Yanıtlanacak Sorular
1. Ezgi ile Memet'i anlatan metnin "İyilik yapıp denize" ile "beceriyorlar, haklarını yemeyelim." arasındaki bölümünü, iki uç da dahil olmak üzere, "külyutmaz" ifadesini "kurnaz" olarak yeniden adlandırıp tekrar yaz.
2. Ezgi ile Memet'i anlatan metni kaldığı yerden sürdür.

Alıştırma Metni
..........

Tavsiye vermeyi canından çok seven Ezgi, Memet’in yeni işinde başarılı olması için karakterini acilen değiştirmesi gerektiğini söyler. Ancak yaşadıkları bir olay karşısında Memet’in bir karakterinin olmadığı hatta adının bile Memet olmadığı gerçeğiyle yüzleşir.
Herkesin konfor alanından çıkması şart değil, yapabilen var yapamayan var. Ezgi yine haklı çıktı ama keşke bu öngörüsünü kendi hayatında da kullanabilse.
Yas nasıl tutulur, herkes tutabilir mi? Memet’e göre yas tutmak için belli bir refah sevyesinde olmalısın en azından bir evin olmalı. Elalemin evinde yas mas tutulmaz.
İyilik yapıp denize atamayan Ezgi ve külyutmaz Memet iş başında. Ama ne yapıp edip sakin bir gölü bulandırmayı ve sonra içinde boğulmayı çok iyi beceriyorlar, haklarını yemeyelim.
Ezgi ve Memet yalan söylemeyi doğru söylemekten daha çok sevmeseydi paraları ceplerinde kalacaktı ama ilerde Nobel ödülü alabilecek bir emlakçıyla da tanışmamış olacaklardı.
Ezgi terapinin kendisini çok değiştirdiğine inanmak ister ama yanında, hayat felsefesi nabza göre şerbet vermek olan Memet varken terapide öğrendiklerini uygulamakta çok zorlanır.

..........

Verilen Kayıtlar
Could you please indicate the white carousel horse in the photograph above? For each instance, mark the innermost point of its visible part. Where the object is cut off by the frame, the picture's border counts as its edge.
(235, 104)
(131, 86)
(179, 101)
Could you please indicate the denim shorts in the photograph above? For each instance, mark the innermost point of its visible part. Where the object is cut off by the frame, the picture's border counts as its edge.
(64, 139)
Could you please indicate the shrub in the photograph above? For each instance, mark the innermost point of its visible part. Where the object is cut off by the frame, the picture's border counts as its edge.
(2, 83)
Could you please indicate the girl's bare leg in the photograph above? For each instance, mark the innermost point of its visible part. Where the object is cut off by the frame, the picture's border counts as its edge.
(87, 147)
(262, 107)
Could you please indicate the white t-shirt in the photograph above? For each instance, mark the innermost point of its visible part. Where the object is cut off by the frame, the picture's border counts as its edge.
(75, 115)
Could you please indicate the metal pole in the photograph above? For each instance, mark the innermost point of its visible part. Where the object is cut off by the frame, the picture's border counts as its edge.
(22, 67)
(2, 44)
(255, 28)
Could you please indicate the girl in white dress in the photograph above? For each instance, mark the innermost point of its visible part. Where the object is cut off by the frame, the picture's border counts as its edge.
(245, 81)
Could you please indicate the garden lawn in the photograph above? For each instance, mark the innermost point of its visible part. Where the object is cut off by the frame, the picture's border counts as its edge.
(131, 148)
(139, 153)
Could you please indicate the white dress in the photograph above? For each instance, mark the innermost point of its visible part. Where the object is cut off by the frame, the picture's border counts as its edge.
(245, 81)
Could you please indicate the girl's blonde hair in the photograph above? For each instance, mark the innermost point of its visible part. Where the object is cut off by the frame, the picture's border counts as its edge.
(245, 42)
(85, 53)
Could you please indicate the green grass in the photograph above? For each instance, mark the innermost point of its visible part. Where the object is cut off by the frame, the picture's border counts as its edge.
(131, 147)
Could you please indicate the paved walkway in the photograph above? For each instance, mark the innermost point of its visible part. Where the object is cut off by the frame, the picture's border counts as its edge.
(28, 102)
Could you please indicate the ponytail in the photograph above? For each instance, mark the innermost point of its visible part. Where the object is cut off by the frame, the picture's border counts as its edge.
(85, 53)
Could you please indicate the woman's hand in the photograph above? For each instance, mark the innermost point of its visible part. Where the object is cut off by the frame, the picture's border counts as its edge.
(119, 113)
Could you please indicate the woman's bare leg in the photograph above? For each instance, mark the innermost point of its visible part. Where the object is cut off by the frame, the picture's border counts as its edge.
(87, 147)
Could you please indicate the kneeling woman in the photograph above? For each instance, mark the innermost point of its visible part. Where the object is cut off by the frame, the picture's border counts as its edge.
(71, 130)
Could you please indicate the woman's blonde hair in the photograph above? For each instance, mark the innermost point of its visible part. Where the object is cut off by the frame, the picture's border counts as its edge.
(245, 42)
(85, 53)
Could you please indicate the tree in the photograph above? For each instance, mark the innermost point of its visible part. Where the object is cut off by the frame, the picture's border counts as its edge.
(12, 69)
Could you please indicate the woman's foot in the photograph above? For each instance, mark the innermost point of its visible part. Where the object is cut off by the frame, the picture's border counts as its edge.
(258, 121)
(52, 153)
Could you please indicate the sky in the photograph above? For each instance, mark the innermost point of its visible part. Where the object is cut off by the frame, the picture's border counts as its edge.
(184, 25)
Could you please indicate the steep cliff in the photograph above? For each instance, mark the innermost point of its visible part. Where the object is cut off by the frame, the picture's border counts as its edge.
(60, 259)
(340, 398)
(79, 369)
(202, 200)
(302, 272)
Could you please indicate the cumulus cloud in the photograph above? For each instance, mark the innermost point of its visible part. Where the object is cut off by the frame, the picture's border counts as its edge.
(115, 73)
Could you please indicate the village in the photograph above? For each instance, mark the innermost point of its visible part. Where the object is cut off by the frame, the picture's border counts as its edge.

..........

Görev Çıktıları
1.
İyilik yapıp denize atamayan Ezgi ve kurnaz Memet iş başında. Ama ne yapıp edip sakin bir gölü bulandırmayı ve sonra içinde boğulmayı çok iyi beceriyorlar, haklarını yemeyelim.

2.
Sarımsak yeme özgürlüğümüz nerede başlar, nerede biter? Mehmet sarımsağa tercih edildiğini öğrenince büyük bir yıkım yaşar. Ama tutarsız biri olduğu için işin çözümü zor olmaz.
Leb demeden leblebiyi anlayan biriyseniz karşı tarafın işini kolaylaştırırsınız ama leblebi dendiği halde yine de anlamıyorsanız acaba siz yüzsüz olabilir misiniz?
Ezgi ve Mehmet üçüncü bir arkadaşa hazır olduğunu sanar ama maço bir arkadaşa denk gelince sonuç; tutku, ihanet ve gözyaşı olur.
Ezgi’nin Mehmet’e inanacağı tutar. Böyle bir hata yaptığı için kendini ömür boyu affetmez ve ömrünün geri kalanını hangi kıtada geçireceğini düşünmeye başlar.